* begin *

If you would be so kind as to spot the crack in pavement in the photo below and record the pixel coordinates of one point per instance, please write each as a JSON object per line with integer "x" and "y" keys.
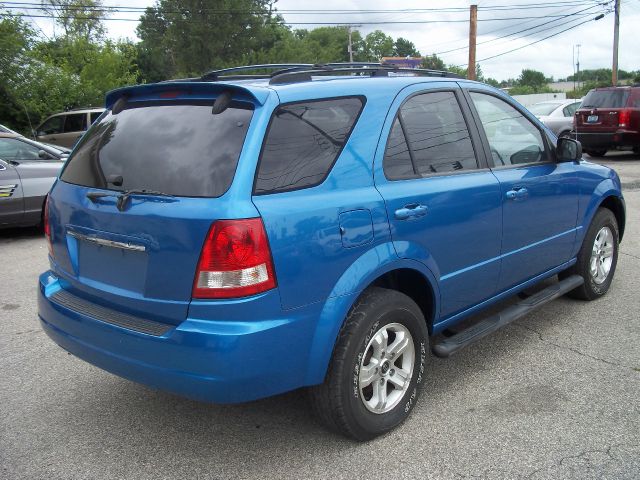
{"x": 571, "y": 349}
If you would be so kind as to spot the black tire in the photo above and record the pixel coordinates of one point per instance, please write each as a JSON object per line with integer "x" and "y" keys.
{"x": 598, "y": 152}
{"x": 591, "y": 289}
{"x": 339, "y": 402}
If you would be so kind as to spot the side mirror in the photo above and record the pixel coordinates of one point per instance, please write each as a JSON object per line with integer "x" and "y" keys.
{"x": 568, "y": 150}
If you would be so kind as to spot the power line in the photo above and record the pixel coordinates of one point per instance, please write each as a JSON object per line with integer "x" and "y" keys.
{"x": 123, "y": 8}
{"x": 579, "y": 13}
{"x": 537, "y": 41}
{"x": 102, "y": 18}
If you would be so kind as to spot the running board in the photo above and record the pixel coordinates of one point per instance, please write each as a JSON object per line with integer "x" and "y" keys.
{"x": 481, "y": 329}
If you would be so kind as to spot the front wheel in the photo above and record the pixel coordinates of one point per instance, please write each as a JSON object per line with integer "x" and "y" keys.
{"x": 378, "y": 362}
{"x": 597, "y": 258}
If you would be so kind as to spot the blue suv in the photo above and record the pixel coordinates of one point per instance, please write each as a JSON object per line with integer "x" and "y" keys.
{"x": 241, "y": 235}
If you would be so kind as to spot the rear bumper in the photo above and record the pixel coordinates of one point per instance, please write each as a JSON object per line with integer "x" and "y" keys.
{"x": 607, "y": 140}
{"x": 221, "y": 361}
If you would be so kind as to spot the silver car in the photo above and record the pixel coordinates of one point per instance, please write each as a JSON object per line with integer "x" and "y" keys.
{"x": 557, "y": 115}
{"x": 27, "y": 171}
{"x": 66, "y": 128}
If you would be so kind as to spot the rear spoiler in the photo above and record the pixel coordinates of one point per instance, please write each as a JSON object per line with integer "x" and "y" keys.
{"x": 189, "y": 90}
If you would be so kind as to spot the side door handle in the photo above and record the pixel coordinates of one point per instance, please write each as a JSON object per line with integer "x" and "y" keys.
{"x": 413, "y": 210}
{"x": 517, "y": 193}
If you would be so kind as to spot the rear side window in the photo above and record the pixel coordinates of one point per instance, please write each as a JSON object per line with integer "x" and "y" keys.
{"x": 51, "y": 126}
{"x": 75, "y": 122}
{"x": 179, "y": 149}
{"x": 303, "y": 142}
{"x": 429, "y": 136}
{"x": 94, "y": 116}
{"x": 606, "y": 99}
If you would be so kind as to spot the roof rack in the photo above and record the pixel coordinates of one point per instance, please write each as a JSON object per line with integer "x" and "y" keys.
{"x": 303, "y": 72}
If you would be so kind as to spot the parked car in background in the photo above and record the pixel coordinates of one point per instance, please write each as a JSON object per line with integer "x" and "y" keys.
{"x": 228, "y": 238}
{"x": 66, "y": 128}
{"x": 609, "y": 118}
{"x": 4, "y": 129}
{"x": 556, "y": 115}
{"x": 27, "y": 171}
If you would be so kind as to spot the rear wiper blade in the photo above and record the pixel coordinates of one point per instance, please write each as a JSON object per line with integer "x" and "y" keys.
{"x": 124, "y": 195}
{"x": 122, "y": 199}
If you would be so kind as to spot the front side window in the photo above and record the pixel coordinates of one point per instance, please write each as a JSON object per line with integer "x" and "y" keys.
{"x": 303, "y": 142}
{"x": 569, "y": 110}
{"x": 52, "y": 126}
{"x": 171, "y": 147}
{"x": 429, "y": 136}
{"x": 513, "y": 139}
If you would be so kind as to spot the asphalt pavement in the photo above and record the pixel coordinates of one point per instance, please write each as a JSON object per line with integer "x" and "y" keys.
{"x": 555, "y": 395}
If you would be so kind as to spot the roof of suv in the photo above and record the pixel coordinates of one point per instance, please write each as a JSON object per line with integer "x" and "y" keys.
{"x": 292, "y": 82}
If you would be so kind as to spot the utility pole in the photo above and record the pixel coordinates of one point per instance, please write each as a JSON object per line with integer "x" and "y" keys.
{"x": 616, "y": 34}
{"x": 350, "y": 46}
{"x": 473, "y": 30}
{"x": 578, "y": 63}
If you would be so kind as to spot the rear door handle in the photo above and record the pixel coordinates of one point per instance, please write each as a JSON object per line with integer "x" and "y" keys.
{"x": 413, "y": 210}
{"x": 517, "y": 193}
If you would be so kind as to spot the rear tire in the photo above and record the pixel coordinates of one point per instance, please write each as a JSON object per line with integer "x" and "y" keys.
{"x": 601, "y": 152}
{"x": 372, "y": 382}
{"x": 597, "y": 258}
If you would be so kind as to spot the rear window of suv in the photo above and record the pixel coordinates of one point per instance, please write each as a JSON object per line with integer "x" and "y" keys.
{"x": 178, "y": 149}
{"x": 606, "y": 99}
{"x": 303, "y": 142}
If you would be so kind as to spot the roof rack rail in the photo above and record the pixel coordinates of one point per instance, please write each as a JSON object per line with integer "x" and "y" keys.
{"x": 374, "y": 70}
{"x": 225, "y": 72}
{"x": 302, "y": 72}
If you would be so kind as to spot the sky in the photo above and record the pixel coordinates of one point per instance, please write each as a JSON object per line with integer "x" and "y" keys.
{"x": 553, "y": 56}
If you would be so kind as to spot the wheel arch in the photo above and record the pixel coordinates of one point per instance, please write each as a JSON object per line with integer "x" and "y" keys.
{"x": 616, "y": 205}
{"x": 380, "y": 266}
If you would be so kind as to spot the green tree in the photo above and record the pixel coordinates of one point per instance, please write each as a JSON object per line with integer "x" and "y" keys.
{"x": 533, "y": 79}
{"x": 190, "y": 37}
{"x": 377, "y": 45}
{"x": 79, "y": 18}
{"x": 433, "y": 62}
{"x": 404, "y": 48}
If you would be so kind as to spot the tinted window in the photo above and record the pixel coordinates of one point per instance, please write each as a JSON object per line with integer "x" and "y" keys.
{"x": 397, "y": 160}
{"x": 303, "y": 142}
{"x": 606, "y": 99}
{"x": 437, "y": 136}
{"x": 75, "y": 122}
{"x": 178, "y": 149}
{"x": 15, "y": 150}
{"x": 94, "y": 116}
{"x": 513, "y": 139}
{"x": 51, "y": 126}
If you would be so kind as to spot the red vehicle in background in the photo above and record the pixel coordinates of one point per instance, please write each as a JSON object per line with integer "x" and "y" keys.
{"x": 608, "y": 118}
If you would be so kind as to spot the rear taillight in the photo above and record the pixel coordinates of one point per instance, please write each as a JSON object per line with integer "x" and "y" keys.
{"x": 46, "y": 226}
{"x": 624, "y": 117}
{"x": 235, "y": 261}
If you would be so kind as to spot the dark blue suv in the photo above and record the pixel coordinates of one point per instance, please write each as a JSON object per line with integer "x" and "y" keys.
{"x": 240, "y": 235}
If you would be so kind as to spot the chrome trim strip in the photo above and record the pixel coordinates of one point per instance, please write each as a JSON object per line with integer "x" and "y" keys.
{"x": 107, "y": 243}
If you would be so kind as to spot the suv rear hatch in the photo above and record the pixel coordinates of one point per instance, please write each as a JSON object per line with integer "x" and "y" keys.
{"x": 602, "y": 111}
{"x": 138, "y": 196}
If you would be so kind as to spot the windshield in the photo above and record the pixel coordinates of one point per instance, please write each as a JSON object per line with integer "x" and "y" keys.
{"x": 605, "y": 99}
{"x": 540, "y": 109}
{"x": 178, "y": 149}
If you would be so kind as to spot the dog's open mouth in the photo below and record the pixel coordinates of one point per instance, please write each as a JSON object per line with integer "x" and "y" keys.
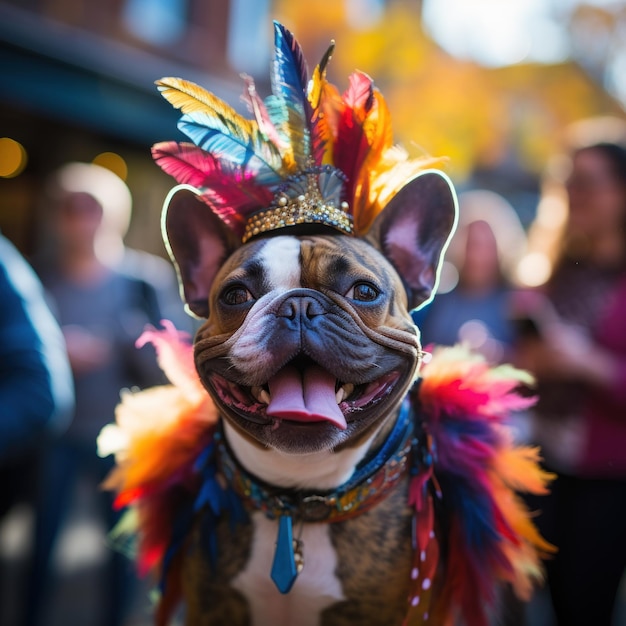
{"x": 304, "y": 393}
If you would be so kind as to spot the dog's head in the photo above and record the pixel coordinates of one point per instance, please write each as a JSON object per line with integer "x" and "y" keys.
{"x": 308, "y": 342}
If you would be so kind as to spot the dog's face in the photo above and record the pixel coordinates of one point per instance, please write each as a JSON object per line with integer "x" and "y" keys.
{"x": 308, "y": 343}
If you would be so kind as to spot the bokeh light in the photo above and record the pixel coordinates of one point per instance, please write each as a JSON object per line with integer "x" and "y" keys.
{"x": 13, "y": 158}
{"x": 113, "y": 162}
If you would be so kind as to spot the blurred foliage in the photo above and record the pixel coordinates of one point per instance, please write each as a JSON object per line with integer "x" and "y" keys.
{"x": 478, "y": 117}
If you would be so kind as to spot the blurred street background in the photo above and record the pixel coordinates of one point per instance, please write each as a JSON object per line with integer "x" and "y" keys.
{"x": 502, "y": 88}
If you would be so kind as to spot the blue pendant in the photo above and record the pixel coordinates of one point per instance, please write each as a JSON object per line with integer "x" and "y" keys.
{"x": 284, "y": 568}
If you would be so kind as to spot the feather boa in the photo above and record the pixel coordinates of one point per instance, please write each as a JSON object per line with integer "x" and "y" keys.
{"x": 469, "y": 488}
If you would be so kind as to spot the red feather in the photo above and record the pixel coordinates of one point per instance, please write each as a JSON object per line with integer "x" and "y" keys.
{"x": 230, "y": 191}
{"x": 351, "y": 144}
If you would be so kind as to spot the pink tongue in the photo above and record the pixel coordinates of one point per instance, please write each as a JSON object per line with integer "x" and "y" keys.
{"x": 305, "y": 398}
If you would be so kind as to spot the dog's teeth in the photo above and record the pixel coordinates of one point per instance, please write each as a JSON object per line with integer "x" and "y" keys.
{"x": 260, "y": 395}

* end *

**Goal of the exercise**
Starting at the line that contains "If you would be so kind as to spot the pink" and ending at the end of the records, reproduce those lines with "pixel coordinates" switched to "pixel positions" and nothing else altered.

**Expected answer**
If you would be so kind as to spot the pink tongue in the photo above and record the pixel positions of one point per instance, please write each as a JSON object per line with integer "x" and "y" keys.
{"x": 305, "y": 398}
If you would be so kind as to spot the dog's teeth in the photo above and record the pixel positions of one point per instance, please write each as a JSON object per line with integer "x" and "y" keys.
{"x": 260, "y": 395}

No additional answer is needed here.